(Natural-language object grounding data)
------------------------
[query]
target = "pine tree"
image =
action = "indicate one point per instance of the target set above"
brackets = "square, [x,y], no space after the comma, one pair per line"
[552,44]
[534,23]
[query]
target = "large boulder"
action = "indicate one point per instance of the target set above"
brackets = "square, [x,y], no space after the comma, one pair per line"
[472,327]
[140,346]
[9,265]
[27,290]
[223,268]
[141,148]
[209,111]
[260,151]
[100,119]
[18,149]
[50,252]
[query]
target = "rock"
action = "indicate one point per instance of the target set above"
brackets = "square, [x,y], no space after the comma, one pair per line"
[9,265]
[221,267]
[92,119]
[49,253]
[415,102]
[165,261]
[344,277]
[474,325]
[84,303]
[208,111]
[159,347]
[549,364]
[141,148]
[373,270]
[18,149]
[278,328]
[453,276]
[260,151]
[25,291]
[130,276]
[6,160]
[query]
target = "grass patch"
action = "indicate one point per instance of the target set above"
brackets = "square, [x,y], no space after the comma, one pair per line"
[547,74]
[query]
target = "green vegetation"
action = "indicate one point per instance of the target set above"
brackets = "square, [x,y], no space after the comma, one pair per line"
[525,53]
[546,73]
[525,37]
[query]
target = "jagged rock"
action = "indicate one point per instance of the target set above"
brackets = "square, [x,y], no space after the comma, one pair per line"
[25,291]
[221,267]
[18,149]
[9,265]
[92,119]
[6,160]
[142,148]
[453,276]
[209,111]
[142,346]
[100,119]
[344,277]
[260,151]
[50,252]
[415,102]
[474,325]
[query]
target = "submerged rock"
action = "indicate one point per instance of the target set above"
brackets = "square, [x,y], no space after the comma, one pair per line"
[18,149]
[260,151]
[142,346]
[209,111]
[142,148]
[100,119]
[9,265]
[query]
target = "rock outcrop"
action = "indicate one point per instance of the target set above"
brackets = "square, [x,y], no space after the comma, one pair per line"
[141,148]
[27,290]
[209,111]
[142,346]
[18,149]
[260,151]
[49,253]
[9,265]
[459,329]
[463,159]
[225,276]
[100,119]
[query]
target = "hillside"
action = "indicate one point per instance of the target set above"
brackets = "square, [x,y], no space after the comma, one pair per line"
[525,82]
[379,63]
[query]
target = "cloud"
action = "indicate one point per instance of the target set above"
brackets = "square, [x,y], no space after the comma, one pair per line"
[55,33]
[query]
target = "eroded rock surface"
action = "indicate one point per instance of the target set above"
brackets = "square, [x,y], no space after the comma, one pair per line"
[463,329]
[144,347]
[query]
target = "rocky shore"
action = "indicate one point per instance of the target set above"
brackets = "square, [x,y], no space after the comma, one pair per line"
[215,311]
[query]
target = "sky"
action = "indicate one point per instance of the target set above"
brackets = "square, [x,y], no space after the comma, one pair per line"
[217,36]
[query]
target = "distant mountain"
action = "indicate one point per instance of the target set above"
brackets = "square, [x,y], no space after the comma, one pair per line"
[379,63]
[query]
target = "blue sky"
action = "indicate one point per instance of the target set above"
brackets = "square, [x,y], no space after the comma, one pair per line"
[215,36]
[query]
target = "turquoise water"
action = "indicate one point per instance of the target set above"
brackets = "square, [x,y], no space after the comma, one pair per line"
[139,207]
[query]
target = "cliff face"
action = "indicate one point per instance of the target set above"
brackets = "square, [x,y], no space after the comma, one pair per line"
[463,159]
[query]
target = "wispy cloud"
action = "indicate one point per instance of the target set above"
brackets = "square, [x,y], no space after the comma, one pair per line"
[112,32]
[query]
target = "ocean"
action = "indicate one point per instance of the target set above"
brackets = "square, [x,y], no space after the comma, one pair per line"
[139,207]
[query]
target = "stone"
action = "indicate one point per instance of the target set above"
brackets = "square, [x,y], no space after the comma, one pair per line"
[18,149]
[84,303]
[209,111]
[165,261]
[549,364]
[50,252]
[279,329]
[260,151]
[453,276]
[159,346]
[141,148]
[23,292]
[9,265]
------------------------
Directions for this task
Keeping every word as it is, repeat all of the records.

Result
[query]
target = "pine tree"
image =
action = "indicate one point per instance of the target set above"
brackets = "square, [x,y], no space after the comma, one pair per line"
[552,44]
[534,23]
[query]
target = "large boulder"
action = "indicate one point per instance of the target set above"
brackets = "square, [x,y], no space after the comma, one pair per line"
[472,327]
[140,346]
[9,265]
[27,290]
[223,268]
[141,148]
[209,111]
[260,151]
[100,119]
[18,149]
[50,252]
[query]
target = "rock"
action = "indicate one point per instance of the target set above"
brackets = "square, [x,y], no space after the comma, one pair per line"
[9,265]
[221,267]
[92,119]
[49,253]
[415,102]
[165,261]
[344,277]
[474,325]
[84,303]
[208,111]
[159,347]
[549,364]
[141,148]
[373,270]
[18,149]
[278,328]
[453,276]
[260,151]
[25,291]
[130,276]
[6,160]
[query]
target = "grass patch"
action = "indicate one point per instance of the target set above"
brackets = "square, [x,y], no space after the comma, one pair per line"
[547,74]
[query]
target = "green vegetation"
action = "indicate one point per instance of the target set above"
brackets = "square, [x,y], no space after the comma, one pair per line"
[525,53]
[546,73]
[525,37]
[query]
target = "jagged rock"
action = "indicate one point per instance of the target set above"
brackets = "square, [x,y], no space after the comma, one pair per line"
[25,291]
[221,267]
[18,149]
[9,265]
[92,119]
[6,160]
[142,148]
[453,276]
[209,111]
[142,346]
[100,119]
[344,277]
[260,151]
[50,252]
[415,102]
[474,325]
[query]
target = "submerged rock"
action = "indicate one point per instance of the target set above"
brackets = "square, [x,y], no space after the comma, one pair per line"
[18,149]
[260,151]
[142,346]
[209,111]
[142,148]
[100,119]
[9,265]
[query]
target = "rock outcrop"
action = "indicate one point per instance of the target set above"
brackets = "square, [x,y], no space after the comma, one pair per line"
[141,148]
[27,290]
[209,111]
[142,346]
[18,149]
[260,151]
[49,253]
[9,265]
[459,329]
[463,159]
[225,276]
[100,119]
[query]
target = "hillside"
action = "indicate one point per instance of the target set above"
brackets = "square, [x,y], no space after the comma, one pair per line"
[525,82]
[379,63]
[query]
target = "cloud"
action = "indicate one point per instance of the target set above"
brackets = "square, [x,y], no space after the comma, one pair per line"
[55,33]
[query]
target = "eroded rock surface"
action = "indicate one point per instance of the target set above"
brackets = "square, [x,y], no space after the comma, one pair per line"
[463,329]
[144,347]
[query]
target = "rocky shore"
action = "indicate one point per instance of the target set above"
brackets = "square, [x,y], no space after the comma, one pair per line"
[215,311]
[query]
target = "sky"
action = "indicate one point per instance of the target set above"
brackets = "square, [x,y], no space after the comma, one pair per line"
[217,36]
[query]
target = "distant mountain"
action = "indicate one point per instance of the target set above"
brackets = "square, [x,y], no space after the comma, one pair per line"
[379,63]
[query]
target = "blue sky"
action = "indicate one point per instance of the target set above"
brackets = "square, [x,y], no space after the comma, one pair per line"
[215,36]
[query]
target = "turquoise water"
action = "indicate one point per instance of the target set above"
brackets = "square, [x,y], no space after the comma, one pair per line"
[139,207]
[query]
target = "cliff face"
action = "indicate one point per instance of the target set above"
brackets = "square, [x,y], no space after the comma, one pair per line"
[463,159]
[query]
target = "wispy cloud"
action = "indicate one point per instance of the target set above"
brackets = "square, [x,y], no space after the comma, one pair per line"
[112,32]
[query]
target = "ocean"
action = "indicate one point per instance of the target set above"
brackets = "square, [x,y], no space after the comma, one pair per line"
[139,207]
[query]
target = "stone"
action = "indicate one point per instance of the target set above"
brackets = "square, [x,y], no space after the comma, one pair per line"
[18,149]
[84,303]
[209,111]
[165,261]
[549,364]
[50,252]
[279,329]
[260,151]
[453,276]
[159,346]
[141,148]
[23,292]
[9,265]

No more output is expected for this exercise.